--- SELECTED TEXT ---
START

# Justified Season 5 Discussion **Spoiler Alert**



## mechman (Feb 8, 2007)

Season 5 starts one week from tonight. Can't wait for Raylan to get going again! :T


----------



## PassingInterest (Mar 29, 2009)

My wife got the discs on sale recently for seasons 1-3. We're about to finish season 2 soon. Good show. But, you really need to start at the beginning.


----------



## mechman (Feb 8, 2007)

PassingInterest said:


> But, you really need to start at the beginning.


I agree. :T


----------



## Infrasonic (Sep 28, 2010)

Well they sure got the season started with a bang! If they keep up this pace there won't be any characters left by the end of the season!


----------



## mechman (Feb 8, 2007)

Yes they did!


----------



## Mike Edwards (Mar 10, 2011)

gah, I have to catch up. I never watched Season 4 live, and now that it's on Amazon prime for free streaming I need to binge it so I can catch up.....


----------



## mechman (Feb 8, 2007)

Looks like the Crowe's, Crowder and Crowder are gonna be feuding!


----------



## mechman (Feb 8, 2007)

One feud is finished, another started up and the other has yet to be resolved. Season 5 has been a good one so far!


----------



## Mike Edwards (Mar 10, 2011)

mechman said:


> One feud is finished, another started up and the other has yet to be resolved. Season 5 has been a good one so far!


there's ALWAYS another feud. I joked to my wife that they could nuke all of Harlan county and you probably wouldn't have to worry about ever injuring a single actually good person, at least that's what the show portrays


----------

END

--- TASK SET ---
**a)** In the Justified thread, where does Mike Edwards say Season 4 is available for free streaming?
**b)** Please reproduce the Justified thread from "Well they sure" up to and including "Yes they did!".

--- LISTED RECORDS ---
START

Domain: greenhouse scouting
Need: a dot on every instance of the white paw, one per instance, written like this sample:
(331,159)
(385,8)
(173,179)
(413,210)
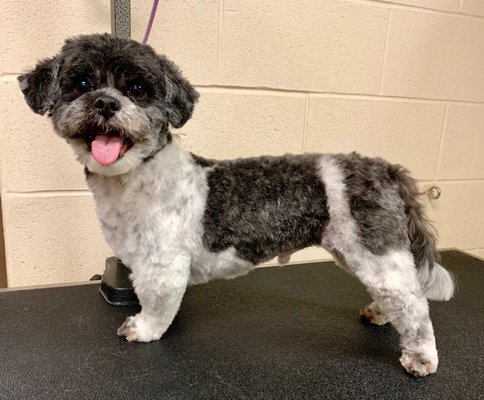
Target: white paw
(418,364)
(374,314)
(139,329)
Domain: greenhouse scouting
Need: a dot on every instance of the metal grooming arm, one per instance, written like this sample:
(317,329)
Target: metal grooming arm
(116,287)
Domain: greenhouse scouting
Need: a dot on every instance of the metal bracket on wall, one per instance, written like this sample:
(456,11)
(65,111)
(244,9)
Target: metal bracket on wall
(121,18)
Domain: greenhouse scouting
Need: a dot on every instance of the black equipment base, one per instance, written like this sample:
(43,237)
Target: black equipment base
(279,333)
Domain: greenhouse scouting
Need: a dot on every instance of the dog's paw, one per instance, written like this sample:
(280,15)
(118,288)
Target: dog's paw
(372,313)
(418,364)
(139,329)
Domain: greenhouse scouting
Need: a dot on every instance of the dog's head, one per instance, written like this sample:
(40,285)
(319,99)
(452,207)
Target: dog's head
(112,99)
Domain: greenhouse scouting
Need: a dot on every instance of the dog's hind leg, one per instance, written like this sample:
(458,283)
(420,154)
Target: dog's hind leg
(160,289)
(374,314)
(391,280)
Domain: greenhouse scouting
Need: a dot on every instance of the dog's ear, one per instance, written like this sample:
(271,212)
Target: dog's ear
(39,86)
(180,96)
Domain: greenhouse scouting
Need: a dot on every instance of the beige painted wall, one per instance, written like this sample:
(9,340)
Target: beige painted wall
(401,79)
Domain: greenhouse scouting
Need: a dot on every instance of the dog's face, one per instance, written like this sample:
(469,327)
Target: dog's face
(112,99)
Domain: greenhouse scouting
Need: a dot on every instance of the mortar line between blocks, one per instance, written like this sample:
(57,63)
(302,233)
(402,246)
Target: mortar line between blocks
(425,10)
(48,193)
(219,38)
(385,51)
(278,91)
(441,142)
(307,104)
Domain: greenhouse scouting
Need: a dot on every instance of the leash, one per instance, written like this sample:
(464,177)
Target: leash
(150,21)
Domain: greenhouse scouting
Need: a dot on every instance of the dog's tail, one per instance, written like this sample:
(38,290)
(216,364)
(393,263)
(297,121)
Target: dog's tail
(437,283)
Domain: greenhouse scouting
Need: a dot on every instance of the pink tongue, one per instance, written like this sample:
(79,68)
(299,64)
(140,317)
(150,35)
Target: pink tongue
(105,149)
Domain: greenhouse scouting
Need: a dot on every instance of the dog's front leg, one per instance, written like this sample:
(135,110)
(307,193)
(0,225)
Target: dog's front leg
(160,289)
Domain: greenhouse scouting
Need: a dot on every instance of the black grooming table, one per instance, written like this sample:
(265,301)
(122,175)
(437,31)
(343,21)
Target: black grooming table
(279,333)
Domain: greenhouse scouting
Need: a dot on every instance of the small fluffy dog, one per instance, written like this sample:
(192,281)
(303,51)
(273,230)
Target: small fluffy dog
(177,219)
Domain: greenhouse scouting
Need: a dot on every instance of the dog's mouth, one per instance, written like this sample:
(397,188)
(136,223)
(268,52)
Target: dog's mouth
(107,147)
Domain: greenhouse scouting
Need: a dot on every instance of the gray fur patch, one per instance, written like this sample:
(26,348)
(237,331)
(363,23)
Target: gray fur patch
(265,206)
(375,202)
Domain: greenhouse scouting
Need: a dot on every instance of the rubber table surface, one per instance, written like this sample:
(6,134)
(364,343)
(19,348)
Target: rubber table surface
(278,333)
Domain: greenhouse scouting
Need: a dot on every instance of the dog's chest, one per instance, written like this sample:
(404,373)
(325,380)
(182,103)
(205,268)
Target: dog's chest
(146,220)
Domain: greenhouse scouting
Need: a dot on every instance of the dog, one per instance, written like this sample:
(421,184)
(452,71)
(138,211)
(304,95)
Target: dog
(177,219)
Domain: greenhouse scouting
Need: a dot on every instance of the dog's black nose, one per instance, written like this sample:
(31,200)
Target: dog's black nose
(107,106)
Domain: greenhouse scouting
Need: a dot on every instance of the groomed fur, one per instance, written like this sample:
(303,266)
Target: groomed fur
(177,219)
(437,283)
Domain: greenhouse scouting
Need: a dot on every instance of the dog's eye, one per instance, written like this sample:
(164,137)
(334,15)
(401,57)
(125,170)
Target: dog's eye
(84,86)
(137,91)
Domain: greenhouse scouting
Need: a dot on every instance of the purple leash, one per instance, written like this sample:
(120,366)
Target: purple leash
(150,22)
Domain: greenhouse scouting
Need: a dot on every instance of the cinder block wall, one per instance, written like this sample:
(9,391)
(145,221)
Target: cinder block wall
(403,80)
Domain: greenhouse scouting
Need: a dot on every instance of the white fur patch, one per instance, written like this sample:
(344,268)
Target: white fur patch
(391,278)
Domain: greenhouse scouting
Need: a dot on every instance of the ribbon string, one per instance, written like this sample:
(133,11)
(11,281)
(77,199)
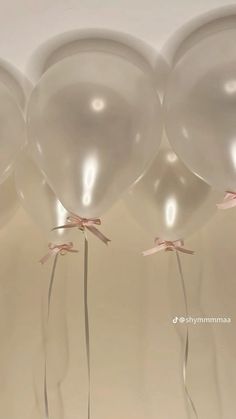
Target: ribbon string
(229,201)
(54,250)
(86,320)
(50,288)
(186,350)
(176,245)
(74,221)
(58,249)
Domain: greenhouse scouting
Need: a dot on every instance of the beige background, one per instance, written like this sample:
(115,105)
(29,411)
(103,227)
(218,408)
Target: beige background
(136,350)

END

--- RESPONSES ---
**a)** Amazon Prime.

**b)**
Well they sure got the season started with a bang! If they keep up this pace there won't be any characters left by the end of the season!


----------



## mechman (Feb 8, 2007)

Yes they did!